--- PASSAGE SHOWN ---



Simulation models

PySurvival can generate random survival times based on the most commonly used distributions such as:

Exponential
Weibull
Gompertz
Log-Logistic
Lognormal

Instance

To create an instance, use pysurvival.models.simulations.SimulationModel.

Attributes

alpha: double -- the scale parameter
beta: double -- the shape parameter
censored_parameter: double -- coefficient used to calculate the censored distribution.
risk_type: string -- Defines the type of risk function.
risk_parameter: double -- scaling coefficient of the risk score
survival_distribution: string -- Defines a known survival distribution.
times: array-like -- representation of the time axis of the model
time_buckets: array-like -- representation of the time axis of the model using time bins, which are represented by $[ t_{k-1}, t_k )$

API

__init__ - Initialization

SimulationModel( survival_distribution = 'exponential', risk_type = 'linear',
                 censored_parameter = 1., alpha = 1, beta = 1., bins = 100,
                 risk_parameter = 1.)

Parameters:

survival_distribution: string (default = 'exponential') -- Defines a known survival distribution. The available distributions are:
- Exponential
- Weibull
- Gompertz
- Log-Logistic
- Log-Normal
risk_type: string (default='linear') -- Defines the type of risk function: - Linear - Square - Gaussian
censored_parameter: double (default = 1.) -- Coefficient used to calculate the censored distribution. This distribution is a normal such that N(loc=censored_parameter, scale=5)
alpha: double (default = 1.) -- the scale parameter
beta: double (default = 1.) -- the shape parameter
bins: int (default=100) -- the number of bins of the time axis
risk_parameter: double (default = 1.) -- Scaling coefficient for the risk score which can be written as follow:
- linear: $r(x) = \exp(x \cdot \omega)$
- square: $r(x) = \exp( \text{risk_parameter} *(x \cdot \omega)^2)$
- gaussian: $r(x) = \exp \left( e^{-(x \cdot \omega)^2*\text{risk_parameter}} \right)$

generate_data - Generating a dataset of simulated survival times from a given distribution through the hazard function using the Cox model

generate_data(num_samples = 100, num_features = 3, feature_weights=None)

--- INFORMATION GIVEN ---

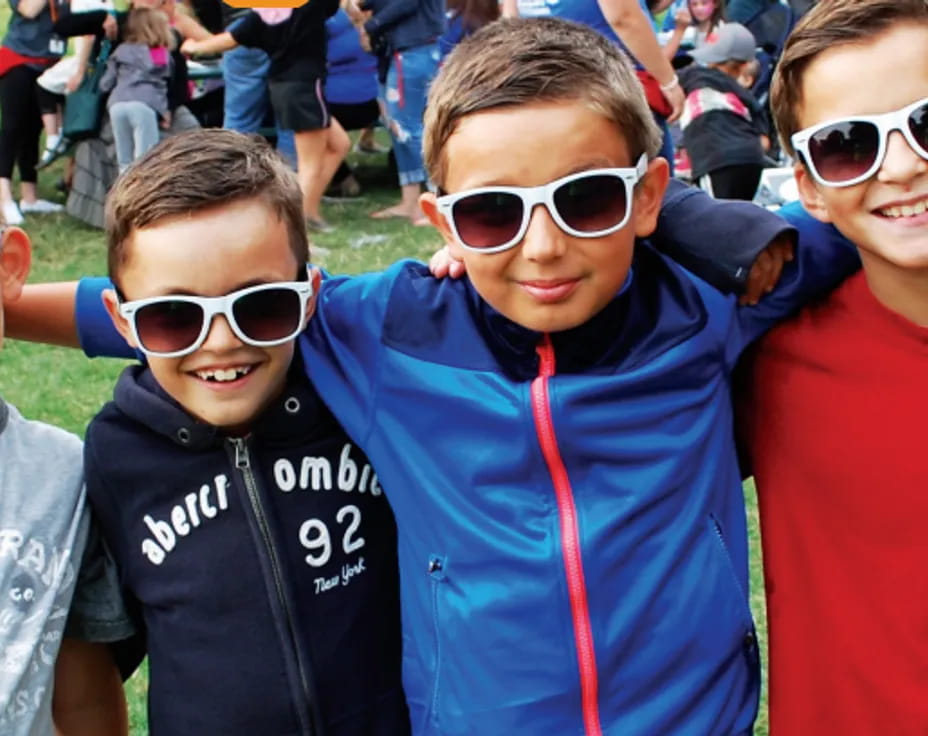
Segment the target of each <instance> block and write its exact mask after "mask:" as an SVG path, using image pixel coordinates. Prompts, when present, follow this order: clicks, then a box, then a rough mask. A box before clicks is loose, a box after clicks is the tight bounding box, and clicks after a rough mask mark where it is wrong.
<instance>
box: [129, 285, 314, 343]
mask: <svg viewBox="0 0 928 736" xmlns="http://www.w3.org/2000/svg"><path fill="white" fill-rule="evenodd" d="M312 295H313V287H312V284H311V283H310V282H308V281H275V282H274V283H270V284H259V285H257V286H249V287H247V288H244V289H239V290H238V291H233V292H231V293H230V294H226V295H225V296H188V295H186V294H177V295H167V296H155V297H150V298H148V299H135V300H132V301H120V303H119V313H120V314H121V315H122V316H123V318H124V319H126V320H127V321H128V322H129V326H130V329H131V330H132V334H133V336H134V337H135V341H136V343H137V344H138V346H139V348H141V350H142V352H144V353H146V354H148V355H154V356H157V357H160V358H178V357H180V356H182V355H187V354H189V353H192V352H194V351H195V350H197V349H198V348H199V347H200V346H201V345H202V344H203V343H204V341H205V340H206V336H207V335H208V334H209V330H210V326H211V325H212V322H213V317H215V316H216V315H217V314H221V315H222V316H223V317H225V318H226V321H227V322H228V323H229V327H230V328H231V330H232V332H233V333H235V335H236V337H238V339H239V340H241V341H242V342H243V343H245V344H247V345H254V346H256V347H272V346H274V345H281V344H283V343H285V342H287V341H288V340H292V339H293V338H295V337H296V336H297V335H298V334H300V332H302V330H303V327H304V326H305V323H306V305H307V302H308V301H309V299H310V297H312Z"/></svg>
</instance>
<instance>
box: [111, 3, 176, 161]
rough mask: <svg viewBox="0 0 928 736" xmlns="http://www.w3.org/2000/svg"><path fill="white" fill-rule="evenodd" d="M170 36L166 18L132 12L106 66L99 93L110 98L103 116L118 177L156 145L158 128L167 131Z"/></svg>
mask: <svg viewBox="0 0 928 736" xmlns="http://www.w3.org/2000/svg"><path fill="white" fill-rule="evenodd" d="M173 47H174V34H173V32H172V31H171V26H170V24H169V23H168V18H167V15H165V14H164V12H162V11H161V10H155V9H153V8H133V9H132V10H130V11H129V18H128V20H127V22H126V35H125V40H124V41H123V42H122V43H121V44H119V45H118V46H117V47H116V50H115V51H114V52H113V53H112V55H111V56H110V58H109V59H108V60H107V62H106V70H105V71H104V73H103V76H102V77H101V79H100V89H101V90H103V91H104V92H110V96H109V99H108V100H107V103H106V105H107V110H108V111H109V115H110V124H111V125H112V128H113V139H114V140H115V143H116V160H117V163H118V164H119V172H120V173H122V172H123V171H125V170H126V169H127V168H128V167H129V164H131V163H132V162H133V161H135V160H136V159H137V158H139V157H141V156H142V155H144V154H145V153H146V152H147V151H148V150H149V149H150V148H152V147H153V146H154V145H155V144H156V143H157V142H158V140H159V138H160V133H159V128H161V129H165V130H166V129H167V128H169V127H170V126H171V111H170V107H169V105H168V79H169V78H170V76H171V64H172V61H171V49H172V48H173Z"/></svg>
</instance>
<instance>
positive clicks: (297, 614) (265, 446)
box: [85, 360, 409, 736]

---
--- INFORMATION GIVEN ---

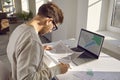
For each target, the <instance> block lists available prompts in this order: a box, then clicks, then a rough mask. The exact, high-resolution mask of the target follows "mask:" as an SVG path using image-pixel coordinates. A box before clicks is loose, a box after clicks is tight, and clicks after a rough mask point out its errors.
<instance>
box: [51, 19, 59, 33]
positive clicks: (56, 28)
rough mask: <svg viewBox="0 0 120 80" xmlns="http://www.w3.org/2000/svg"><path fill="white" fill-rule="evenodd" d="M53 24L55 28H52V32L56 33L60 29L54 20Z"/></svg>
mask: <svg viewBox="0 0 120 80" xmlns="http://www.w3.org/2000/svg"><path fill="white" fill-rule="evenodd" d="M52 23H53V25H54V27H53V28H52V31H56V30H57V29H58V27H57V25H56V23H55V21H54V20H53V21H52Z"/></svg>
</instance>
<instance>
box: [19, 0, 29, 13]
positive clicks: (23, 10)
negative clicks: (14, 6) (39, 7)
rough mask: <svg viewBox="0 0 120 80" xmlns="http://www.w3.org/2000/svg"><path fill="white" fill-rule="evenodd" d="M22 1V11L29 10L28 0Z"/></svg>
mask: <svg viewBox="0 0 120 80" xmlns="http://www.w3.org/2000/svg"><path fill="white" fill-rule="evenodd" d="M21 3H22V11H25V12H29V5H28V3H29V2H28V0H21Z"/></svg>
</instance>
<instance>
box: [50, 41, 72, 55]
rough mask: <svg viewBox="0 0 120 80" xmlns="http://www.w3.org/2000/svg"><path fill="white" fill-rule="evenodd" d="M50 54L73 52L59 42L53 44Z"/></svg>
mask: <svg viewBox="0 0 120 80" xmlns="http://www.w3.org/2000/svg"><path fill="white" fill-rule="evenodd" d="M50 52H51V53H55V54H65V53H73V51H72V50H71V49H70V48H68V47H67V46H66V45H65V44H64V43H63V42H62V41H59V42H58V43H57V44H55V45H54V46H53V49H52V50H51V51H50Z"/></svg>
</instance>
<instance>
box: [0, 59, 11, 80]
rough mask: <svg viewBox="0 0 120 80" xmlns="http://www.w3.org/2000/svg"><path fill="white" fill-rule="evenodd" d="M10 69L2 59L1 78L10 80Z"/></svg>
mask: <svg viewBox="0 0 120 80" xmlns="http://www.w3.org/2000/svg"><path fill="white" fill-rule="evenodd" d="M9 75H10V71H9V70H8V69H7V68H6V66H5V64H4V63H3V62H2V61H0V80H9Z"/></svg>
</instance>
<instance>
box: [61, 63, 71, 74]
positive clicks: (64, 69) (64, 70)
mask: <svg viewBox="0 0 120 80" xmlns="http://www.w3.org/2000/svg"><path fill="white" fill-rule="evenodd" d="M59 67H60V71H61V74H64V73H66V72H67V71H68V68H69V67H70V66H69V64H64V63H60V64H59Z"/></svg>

---

**EXERCISES**
• 1. On the simulation models page, which types of risk function can risk_type define?
• 2. Reproduce word for word the stretch of the simulation models page from "alpha: double -- the" through "string -- Defines a known survival distribution.".
Rely only on the simulation models page; the rows are not needed.

**ACTIVITY ANSWERS**
• 1. Linear, Square, and Gaussian.

• 2.
alpha: double -- the scale parameter
beta: double -- the shape parameter
censored_parameter: double -- coefficient used to calculate the censored distribution.
risk_type: string -- Defines the type of risk function.
risk_parameter: double -- scaling coefficient of the risk score
survival_distribution: string -- Defines a known survival distribution.